YOUR ASSIGNMENT
Where the line with "Can you see the fish scales?" appears in the records below, start there and transcribe each line exactly through the last.

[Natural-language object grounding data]
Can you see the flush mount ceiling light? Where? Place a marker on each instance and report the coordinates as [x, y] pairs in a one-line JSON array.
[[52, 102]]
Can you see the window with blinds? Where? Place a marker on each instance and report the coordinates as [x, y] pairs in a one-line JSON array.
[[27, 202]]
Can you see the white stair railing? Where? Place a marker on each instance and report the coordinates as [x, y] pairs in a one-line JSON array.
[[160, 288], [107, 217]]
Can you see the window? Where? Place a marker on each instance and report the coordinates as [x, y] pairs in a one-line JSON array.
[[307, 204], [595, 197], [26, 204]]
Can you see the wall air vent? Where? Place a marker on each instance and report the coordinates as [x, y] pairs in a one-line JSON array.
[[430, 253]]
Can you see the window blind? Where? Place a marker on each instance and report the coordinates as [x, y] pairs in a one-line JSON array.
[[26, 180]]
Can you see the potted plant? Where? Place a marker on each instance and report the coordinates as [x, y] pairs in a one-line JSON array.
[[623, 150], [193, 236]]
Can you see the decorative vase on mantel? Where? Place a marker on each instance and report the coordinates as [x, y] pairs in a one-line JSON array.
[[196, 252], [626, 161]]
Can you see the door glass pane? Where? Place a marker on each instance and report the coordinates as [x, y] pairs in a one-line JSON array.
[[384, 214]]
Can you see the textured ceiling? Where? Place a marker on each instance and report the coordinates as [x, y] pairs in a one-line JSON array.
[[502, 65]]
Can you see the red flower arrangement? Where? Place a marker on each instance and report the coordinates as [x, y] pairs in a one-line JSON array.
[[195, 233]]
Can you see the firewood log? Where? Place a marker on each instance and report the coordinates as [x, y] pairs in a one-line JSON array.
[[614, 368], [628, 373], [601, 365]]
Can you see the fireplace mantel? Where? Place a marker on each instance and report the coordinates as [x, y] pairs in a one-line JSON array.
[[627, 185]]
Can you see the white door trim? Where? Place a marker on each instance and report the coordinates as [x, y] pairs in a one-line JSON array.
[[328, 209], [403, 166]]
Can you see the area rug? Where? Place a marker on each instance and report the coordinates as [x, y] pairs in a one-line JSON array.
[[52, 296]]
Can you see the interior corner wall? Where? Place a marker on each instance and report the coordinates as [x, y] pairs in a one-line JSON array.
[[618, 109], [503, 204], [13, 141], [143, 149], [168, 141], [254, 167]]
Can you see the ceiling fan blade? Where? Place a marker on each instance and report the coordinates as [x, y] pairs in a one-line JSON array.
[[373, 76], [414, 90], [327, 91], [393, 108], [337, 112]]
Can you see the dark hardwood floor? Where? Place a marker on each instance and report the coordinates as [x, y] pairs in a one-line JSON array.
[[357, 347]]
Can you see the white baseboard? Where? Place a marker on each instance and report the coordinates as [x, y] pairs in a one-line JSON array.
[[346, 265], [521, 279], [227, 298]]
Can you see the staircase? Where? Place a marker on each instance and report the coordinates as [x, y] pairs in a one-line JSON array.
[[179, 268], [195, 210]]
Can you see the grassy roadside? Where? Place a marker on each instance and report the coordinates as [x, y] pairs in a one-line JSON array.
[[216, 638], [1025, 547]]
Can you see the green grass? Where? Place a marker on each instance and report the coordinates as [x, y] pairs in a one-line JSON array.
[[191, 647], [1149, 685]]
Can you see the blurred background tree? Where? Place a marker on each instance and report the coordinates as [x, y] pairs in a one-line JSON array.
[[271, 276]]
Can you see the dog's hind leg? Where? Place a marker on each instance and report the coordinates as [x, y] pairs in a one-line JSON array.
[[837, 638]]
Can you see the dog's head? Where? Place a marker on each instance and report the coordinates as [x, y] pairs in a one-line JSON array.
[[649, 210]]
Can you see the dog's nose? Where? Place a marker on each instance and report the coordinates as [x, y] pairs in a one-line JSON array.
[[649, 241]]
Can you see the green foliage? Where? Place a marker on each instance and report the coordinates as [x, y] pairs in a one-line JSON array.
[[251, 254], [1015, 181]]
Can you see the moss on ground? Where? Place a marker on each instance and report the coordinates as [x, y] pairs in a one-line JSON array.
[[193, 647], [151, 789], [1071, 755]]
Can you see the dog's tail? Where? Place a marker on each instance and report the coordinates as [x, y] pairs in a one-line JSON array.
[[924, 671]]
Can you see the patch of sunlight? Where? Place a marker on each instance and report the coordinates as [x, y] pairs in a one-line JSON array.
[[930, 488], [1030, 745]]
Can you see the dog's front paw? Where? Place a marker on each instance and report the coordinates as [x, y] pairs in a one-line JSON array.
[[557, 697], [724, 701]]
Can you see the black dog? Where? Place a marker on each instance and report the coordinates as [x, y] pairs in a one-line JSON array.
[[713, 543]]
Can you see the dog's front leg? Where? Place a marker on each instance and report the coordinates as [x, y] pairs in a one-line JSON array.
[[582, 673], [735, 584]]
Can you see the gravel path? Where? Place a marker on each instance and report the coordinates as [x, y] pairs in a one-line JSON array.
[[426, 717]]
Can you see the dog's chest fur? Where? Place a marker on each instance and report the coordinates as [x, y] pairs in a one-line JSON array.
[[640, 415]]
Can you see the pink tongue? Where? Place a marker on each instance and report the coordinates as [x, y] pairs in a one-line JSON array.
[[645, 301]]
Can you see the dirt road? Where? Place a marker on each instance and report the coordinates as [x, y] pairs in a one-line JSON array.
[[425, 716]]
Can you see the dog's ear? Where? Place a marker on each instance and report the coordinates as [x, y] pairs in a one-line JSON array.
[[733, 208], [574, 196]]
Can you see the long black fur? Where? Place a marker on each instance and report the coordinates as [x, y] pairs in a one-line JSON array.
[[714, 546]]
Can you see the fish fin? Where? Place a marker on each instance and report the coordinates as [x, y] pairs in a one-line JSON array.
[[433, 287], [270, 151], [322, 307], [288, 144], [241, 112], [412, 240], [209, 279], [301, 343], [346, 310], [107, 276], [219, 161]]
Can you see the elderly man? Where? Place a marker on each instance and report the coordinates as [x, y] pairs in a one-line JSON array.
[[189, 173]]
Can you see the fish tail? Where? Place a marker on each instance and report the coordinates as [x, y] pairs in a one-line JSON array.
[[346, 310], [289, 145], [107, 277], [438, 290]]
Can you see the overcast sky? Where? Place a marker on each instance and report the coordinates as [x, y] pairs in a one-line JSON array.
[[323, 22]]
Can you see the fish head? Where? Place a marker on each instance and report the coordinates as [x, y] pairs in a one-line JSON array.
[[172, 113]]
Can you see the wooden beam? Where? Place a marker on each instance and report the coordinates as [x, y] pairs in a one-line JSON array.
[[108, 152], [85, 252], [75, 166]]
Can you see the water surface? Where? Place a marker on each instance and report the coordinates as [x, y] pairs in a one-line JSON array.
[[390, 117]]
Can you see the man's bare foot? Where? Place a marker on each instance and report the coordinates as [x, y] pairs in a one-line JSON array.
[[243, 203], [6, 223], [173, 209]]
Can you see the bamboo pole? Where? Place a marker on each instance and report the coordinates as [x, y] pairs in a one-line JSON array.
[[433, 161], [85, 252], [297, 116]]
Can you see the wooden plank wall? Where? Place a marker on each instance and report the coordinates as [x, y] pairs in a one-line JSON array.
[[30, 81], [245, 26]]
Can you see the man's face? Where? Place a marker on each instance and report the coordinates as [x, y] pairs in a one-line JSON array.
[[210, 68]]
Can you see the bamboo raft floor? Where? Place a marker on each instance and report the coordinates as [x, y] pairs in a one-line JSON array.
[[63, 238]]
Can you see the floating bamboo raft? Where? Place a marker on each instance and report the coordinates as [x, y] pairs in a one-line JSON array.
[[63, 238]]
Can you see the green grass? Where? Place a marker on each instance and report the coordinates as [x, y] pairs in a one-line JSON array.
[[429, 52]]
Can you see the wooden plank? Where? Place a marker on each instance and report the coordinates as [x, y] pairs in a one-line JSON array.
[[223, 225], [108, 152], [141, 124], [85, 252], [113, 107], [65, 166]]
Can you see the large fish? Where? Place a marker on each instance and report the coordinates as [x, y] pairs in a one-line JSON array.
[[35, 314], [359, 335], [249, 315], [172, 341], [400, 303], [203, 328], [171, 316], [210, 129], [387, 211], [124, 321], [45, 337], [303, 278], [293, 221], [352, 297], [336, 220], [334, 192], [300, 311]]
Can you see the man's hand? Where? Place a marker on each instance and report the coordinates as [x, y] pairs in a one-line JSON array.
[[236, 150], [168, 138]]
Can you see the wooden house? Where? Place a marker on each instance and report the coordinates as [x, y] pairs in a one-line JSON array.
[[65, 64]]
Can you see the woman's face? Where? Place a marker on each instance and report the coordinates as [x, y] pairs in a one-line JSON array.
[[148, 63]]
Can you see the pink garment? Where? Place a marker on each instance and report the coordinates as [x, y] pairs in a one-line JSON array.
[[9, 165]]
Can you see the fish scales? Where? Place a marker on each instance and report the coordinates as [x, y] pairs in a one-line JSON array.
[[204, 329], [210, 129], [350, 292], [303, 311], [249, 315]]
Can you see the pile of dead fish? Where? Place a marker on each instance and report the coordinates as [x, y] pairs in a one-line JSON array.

RESULT OF THE TASK
Can you see the fish scales? Where? Place a marker on each instance and report the coordinates as [x, y] pairs in a one-line JSON array.
[[204, 329], [210, 129], [350, 292], [303, 311], [249, 315]]
Can you see the pile of dead fish? Where? Place a marker on each instance and report the coordinates as [x, y] pairs in a one-line JSON array.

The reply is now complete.